WHAT NEEDS TO BE DONE
Reproduce only the lines that begin at the line with "of the tree" and run to the end of the entries; omit every picture.

Point labeling dataset excerpts

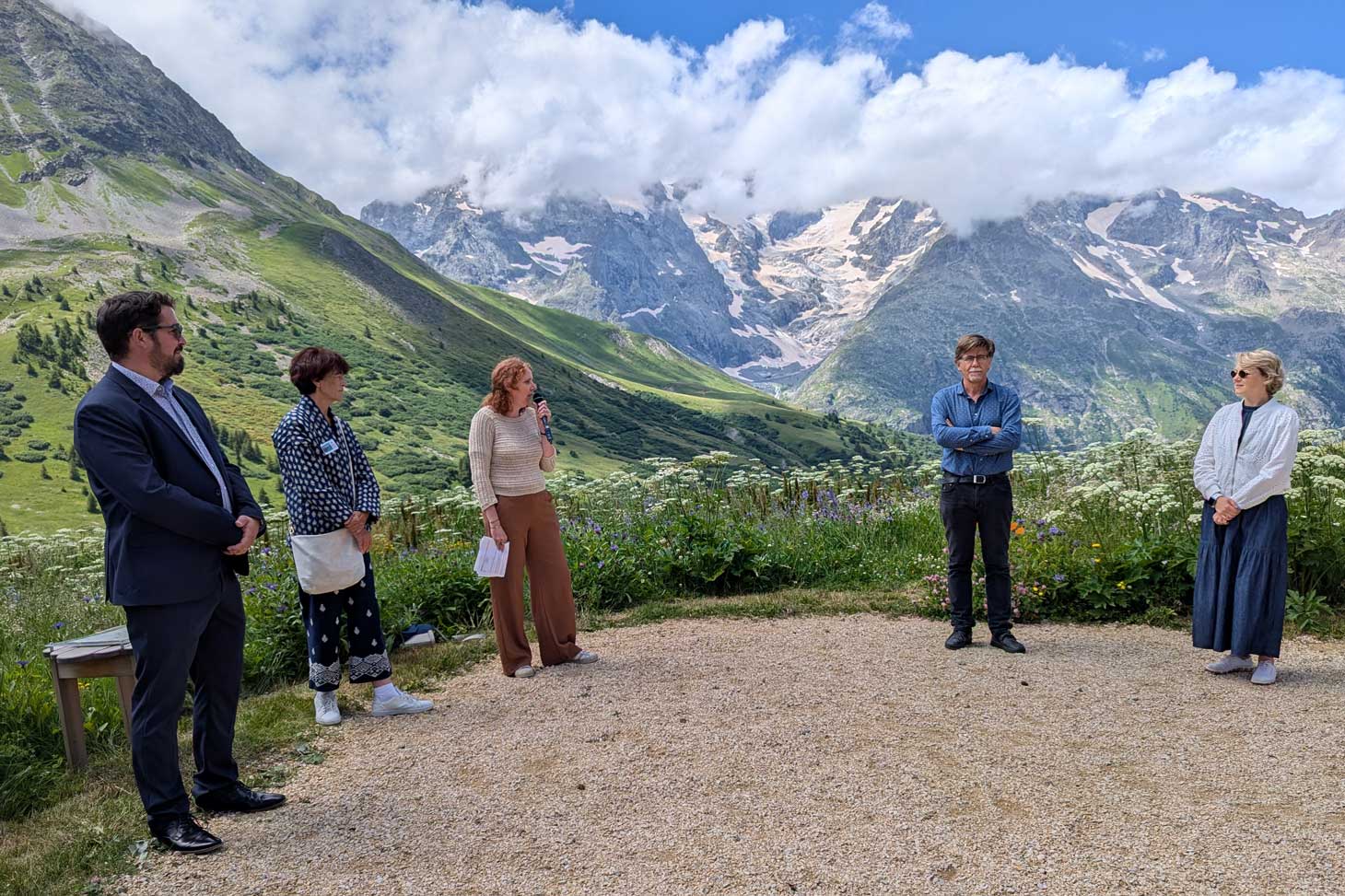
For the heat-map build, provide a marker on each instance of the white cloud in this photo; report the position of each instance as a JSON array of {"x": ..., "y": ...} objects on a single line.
[
  {"x": 363, "y": 101},
  {"x": 873, "y": 23}
]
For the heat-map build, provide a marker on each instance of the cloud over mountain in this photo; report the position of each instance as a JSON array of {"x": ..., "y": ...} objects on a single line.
[{"x": 363, "y": 101}]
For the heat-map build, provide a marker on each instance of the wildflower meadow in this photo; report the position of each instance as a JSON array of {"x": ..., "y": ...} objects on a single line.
[{"x": 1105, "y": 533}]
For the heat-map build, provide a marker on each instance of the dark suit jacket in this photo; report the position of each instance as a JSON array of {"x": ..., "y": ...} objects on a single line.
[{"x": 167, "y": 525}]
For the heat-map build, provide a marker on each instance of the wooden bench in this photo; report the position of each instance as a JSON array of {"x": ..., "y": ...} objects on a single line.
[{"x": 99, "y": 656}]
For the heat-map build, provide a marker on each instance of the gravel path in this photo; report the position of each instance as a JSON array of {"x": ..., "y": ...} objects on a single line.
[{"x": 822, "y": 755}]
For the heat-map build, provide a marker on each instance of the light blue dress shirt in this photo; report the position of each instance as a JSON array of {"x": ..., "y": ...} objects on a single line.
[
  {"x": 161, "y": 393},
  {"x": 968, "y": 447}
]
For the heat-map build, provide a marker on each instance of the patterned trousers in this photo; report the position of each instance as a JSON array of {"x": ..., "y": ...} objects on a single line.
[{"x": 323, "y": 613}]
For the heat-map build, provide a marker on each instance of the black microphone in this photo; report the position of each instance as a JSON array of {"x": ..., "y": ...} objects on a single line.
[{"x": 546, "y": 424}]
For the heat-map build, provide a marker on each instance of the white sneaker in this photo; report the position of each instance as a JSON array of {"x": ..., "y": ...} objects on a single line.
[
  {"x": 324, "y": 708},
  {"x": 1228, "y": 663},
  {"x": 1265, "y": 673},
  {"x": 401, "y": 704}
]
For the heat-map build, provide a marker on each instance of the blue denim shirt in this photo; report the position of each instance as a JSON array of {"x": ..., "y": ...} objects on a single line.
[{"x": 968, "y": 447}]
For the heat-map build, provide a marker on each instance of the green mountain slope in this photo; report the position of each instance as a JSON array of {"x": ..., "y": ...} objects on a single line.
[{"x": 111, "y": 178}]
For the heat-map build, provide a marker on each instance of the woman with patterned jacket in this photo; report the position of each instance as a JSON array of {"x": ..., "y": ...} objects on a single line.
[{"x": 318, "y": 455}]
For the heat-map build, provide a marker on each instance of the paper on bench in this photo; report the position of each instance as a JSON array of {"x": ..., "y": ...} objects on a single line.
[{"x": 491, "y": 560}]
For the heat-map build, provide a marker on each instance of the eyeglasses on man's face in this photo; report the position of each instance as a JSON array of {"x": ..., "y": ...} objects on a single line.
[{"x": 174, "y": 329}]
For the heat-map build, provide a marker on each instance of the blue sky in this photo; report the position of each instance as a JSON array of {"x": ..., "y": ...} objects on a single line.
[
  {"x": 1235, "y": 35},
  {"x": 977, "y": 108}
]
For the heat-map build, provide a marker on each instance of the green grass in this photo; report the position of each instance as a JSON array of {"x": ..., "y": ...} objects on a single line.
[
  {"x": 15, "y": 164},
  {"x": 139, "y": 180},
  {"x": 12, "y": 194}
]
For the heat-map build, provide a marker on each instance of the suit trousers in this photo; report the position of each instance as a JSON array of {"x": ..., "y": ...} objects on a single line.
[
  {"x": 965, "y": 508},
  {"x": 202, "y": 641},
  {"x": 534, "y": 540}
]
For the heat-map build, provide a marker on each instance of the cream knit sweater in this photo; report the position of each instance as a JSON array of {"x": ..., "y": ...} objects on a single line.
[{"x": 506, "y": 456}]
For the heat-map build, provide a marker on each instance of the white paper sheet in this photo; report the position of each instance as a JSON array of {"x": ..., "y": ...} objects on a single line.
[{"x": 491, "y": 560}]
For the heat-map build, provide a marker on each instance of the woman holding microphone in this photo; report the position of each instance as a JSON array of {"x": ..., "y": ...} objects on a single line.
[{"x": 509, "y": 448}]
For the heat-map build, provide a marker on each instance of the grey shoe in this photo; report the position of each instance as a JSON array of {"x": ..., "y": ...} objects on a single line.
[
  {"x": 401, "y": 704},
  {"x": 1265, "y": 673},
  {"x": 1228, "y": 663},
  {"x": 324, "y": 708}
]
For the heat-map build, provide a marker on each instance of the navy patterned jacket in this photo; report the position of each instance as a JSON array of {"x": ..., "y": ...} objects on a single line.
[{"x": 316, "y": 481}]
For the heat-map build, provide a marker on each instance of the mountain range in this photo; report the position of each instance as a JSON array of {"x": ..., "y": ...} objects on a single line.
[
  {"x": 113, "y": 178},
  {"x": 1108, "y": 312}
]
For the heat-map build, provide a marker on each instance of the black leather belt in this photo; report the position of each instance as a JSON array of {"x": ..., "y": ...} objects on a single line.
[{"x": 974, "y": 481}]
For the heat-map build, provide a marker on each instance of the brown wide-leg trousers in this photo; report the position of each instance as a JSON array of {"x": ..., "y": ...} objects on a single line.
[{"x": 534, "y": 539}]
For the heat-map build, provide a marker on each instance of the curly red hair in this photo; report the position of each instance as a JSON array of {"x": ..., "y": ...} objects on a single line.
[{"x": 503, "y": 378}]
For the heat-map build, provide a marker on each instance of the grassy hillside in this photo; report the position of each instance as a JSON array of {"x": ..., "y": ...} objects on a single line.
[{"x": 263, "y": 269}]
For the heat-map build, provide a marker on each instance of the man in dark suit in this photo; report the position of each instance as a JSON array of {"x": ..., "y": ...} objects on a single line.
[{"x": 181, "y": 521}]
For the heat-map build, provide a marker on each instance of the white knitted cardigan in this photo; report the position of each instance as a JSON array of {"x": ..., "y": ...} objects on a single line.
[{"x": 1260, "y": 467}]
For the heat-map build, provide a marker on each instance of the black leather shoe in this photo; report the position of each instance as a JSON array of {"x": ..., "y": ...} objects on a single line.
[
  {"x": 239, "y": 799},
  {"x": 1008, "y": 644},
  {"x": 184, "y": 835}
]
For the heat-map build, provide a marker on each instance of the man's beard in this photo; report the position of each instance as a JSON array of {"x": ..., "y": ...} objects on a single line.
[{"x": 167, "y": 365}]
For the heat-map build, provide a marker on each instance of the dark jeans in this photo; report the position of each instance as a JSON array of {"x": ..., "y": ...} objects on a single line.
[
  {"x": 323, "y": 616},
  {"x": 202, "y": 641},
  {"x": 965, "y": 507}
]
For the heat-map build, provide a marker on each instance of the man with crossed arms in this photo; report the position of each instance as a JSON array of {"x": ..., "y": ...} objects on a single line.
[{"x": 978, "y": 424}]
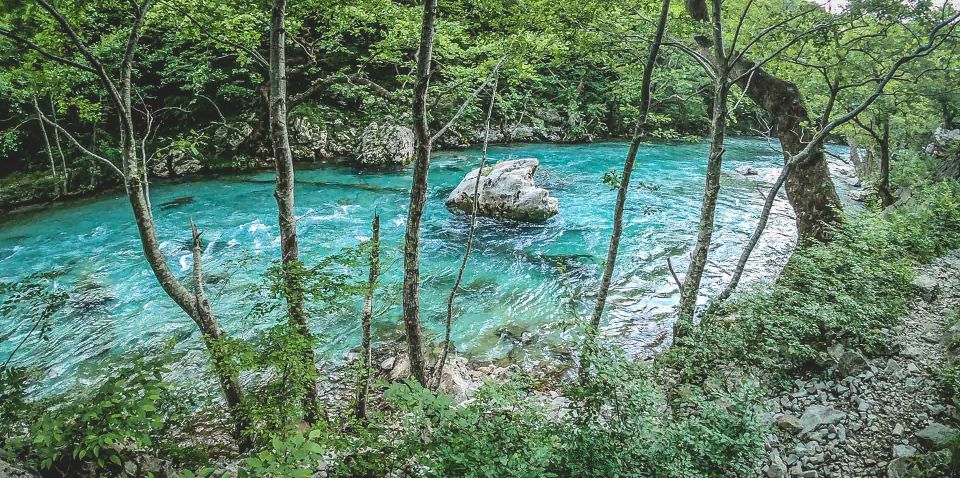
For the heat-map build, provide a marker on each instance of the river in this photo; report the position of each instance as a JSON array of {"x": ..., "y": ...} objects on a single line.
[{"x": 524, "y": 282}]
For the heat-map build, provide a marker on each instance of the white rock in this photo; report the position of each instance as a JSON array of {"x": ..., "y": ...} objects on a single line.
[
  {"x": 506, "y": 191},
  {"x": 386, "y": 145}
]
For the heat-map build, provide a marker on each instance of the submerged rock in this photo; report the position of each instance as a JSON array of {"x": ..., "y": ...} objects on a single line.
[
  {"x": 175, "y": 203},
  {"x": 386, "y": 144},
  {"x": 506, "y": 191}
]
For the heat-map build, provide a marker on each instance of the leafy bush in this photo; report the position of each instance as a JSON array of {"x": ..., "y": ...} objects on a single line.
[
  {"x": 852, "y": 291},
  {"x": 101, "y": 429}
]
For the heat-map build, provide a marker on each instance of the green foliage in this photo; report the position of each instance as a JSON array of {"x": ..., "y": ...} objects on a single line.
[
  {"x": 621, "y": 424},
  {"x": 103, "y": 428},
  {"x": 850, "y": 291}
]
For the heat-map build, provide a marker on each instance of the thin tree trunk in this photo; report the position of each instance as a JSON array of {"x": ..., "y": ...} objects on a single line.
[
  {"x": 284, "y": 194},
  {"x": 46, "y": 142},
  {"x": 754, "y": 238},
  {"x": 624, "y": 186},
  {"x": 698, "y": 261},
  {"x": 886, "y": 198},
  {"x": 367, "y": 319},
  {"x": 418, "y": 195},
  {"x": 212, "y": 333},
  {"x": 438, "y": 370},
  {"x": 691, "y": 283},
  {"x": 809, "y": 186},
  {"x": 56, "y": 141},
  {"x": 194, "y": 305},
  {"x": 858, "y": 165}
]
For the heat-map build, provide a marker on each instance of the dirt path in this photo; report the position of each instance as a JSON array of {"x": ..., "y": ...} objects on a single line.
[{"x": 879, "y": 417}]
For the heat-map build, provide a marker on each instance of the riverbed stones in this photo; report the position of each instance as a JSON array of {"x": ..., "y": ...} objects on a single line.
[
  {"x": 506, "y": 191},
  {"x": 789, "y": 423},
  {"x": 816, "y": 416},
  {"x": 851, "y": 363},
  {"x": 936, "y": 436},
  {"x": 777, "y": 469},
  {"x": 927, "y": 286},
  {"x": 385, "y": 145}
]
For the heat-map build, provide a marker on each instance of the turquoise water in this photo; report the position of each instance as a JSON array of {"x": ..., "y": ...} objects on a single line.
[{"x": 521, "y": 278}]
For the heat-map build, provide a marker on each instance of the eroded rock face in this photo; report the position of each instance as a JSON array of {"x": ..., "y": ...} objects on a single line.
[
  {"x": 308, "y": 140},
  {"x": 386, "y": 144},
  {"x": 506, "y": 191}
]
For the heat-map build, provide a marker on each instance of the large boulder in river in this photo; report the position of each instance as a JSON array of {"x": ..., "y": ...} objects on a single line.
[
  {"x": 385, "y": 144},
  {"x": 506, "y": 191}
]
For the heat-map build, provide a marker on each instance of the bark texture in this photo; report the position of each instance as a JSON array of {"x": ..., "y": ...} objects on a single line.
[
  {"x": 418, "y": 197},
  {"x": 718, "y": 125},
  {"x": 809, "y": 186},
  {"x": 284, "y": 194},
  {"x": 133, "y": 174},
  {"x": 628, "y": 164},
  {"x": 363, "y": 387}
]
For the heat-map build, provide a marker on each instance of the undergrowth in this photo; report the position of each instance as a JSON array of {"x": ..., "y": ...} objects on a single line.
[{"x": 851, "y": 291}]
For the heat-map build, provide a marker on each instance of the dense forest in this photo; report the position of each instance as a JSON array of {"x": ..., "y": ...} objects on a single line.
[{"x": 482, "y": 238}]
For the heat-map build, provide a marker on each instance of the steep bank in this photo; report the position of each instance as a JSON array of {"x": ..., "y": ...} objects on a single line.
[{"x": 883, "y": 416}]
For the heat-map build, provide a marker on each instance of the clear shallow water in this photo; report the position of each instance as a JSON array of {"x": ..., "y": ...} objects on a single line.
[{"x": 520, "y": 278}]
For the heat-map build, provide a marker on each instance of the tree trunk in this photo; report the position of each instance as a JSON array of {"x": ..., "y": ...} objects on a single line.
[
  {"x": 809, "y": 186},
  {"x": 418, "y": 196},
  {"x": 46, "y": 142},
  {"x": 698, "y": 261},
  {"x": 624, "y": 186},
  {"x": 367, "y": 319},
  {"x": 718, "y": 126},
  {"x": 194, "y": 305},
  {"x": 858, "y": 165},
  {"x": 56, "y": 141},
  {"x": 883, "y": 186},
  {"x": 284, "y": 194}
]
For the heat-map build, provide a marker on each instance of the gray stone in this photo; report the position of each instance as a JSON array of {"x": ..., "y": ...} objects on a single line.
[
  {"x": 388, "y": 363},
  {"x": 927, "y": 286},
  {"x": 385, "y": 145},
  {"x": 900, "y": 451},
  {"x": 456, "y": 380},
  {"x": 401, "y": 368},
  {"x": 308, "y": 139},
  {"x": 506, "y": 191},
  {"x": 851, "y": 363},
  {"x": 777, "y": 469},
  {"x": 936, "y": 436},
  {"x": 818, "y": 415},
  {"x": 745, "y": 170},
  {"x": 789, "y": 423},
  {"x": 901, "y": 468}
]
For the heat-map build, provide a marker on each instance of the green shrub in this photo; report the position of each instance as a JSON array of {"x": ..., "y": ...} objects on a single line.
[
  {"x": 851, "y": 291},
  {"x": 101, "y": 429}
]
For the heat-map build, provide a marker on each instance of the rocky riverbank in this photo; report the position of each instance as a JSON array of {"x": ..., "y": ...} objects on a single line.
[{"x": 879, "y": 417}]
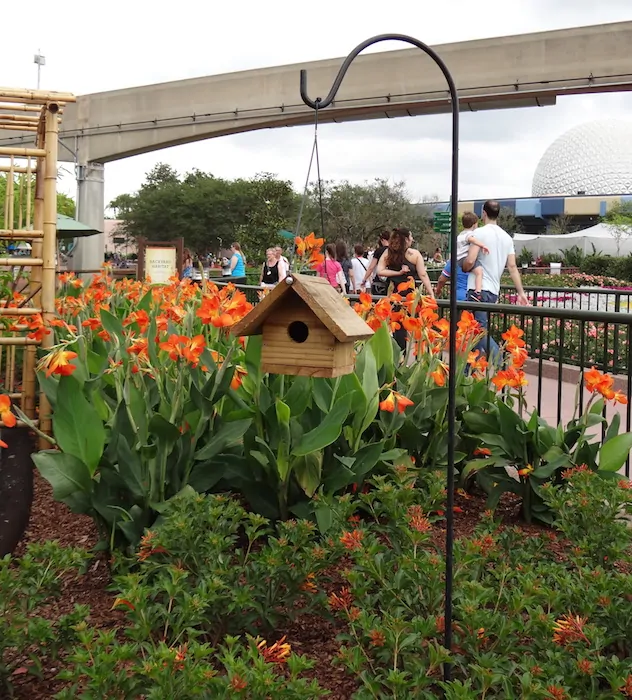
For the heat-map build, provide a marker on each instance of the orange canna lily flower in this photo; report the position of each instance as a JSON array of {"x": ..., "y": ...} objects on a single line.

FINISHED TASK
For the heat-map build, provide a marker on each instance of the tree trunk in this photo; report the position of each instance as a JSON array of {"x": ..., "y": ...} objects on a single line.
[
  {"x": 809, "y": 186},
  {"x": 418, "y": 196},
  {"x": 46, "y": 142},
  {"x": 698, "y": 261},
  {"x": 624, "y": 186},
  {"x": 367, "y": 319},
  {"x": 718, "y": 126},
  {"x": 194, "y": 305},
  {"x": 858, "y": 165},
  {"x": 56, "y": 141},
  {"x": 883, "y": 186},
  {"x": 284, "y": 194}
]
For the heat-map build, provide a marker on each instance of the gray stone in this photo; report the position of each instance as a JSON array of {"x": ..., "y": ...} objects on a single line.
[
  {"x": 388, "y": 363},
  {"x": 927, "y": 286},
  {"x": 385, "y": 145},
  {"x": 900, "y": 451},
  {"x": 456, "y": 380},
  {"x": 401, "y": 368},
  {"x": 308, "y": 139},
  {"x": 506, "y": 191},
  {"x": 851, "y": 363},
  {"x": 777, "y": 469},
  {"x": 936, "y": 436},
  {"x": 818, "y": 415},
  {"x": 745, "y": 170},
  {"x": 789, "y": 423},
  {"x": 901, "y": 468}
]
For the heat-map build, provide a marker on each instance of the green shrub in this photo; report the position of each instance as a JSON array of {"x": ..., "y": ...} objects on a single line.
[
  {"x": 851, "y": 291},
  {"x": 101, "y": 429}
]
For the heat-map build, provide a marker on each instance of the rocky riverbank in this photo; report the position of each instance as a JSON array of {"x": ..., "y": ...} objects on a single line.
[{"x": 879, "y": 417}]
For the heat-map build, provide a marker on each instance of the orange canna lily flower in this photo; report the position of each instance as a JSON array of {"x": ..., "y": ...} objects on a single line.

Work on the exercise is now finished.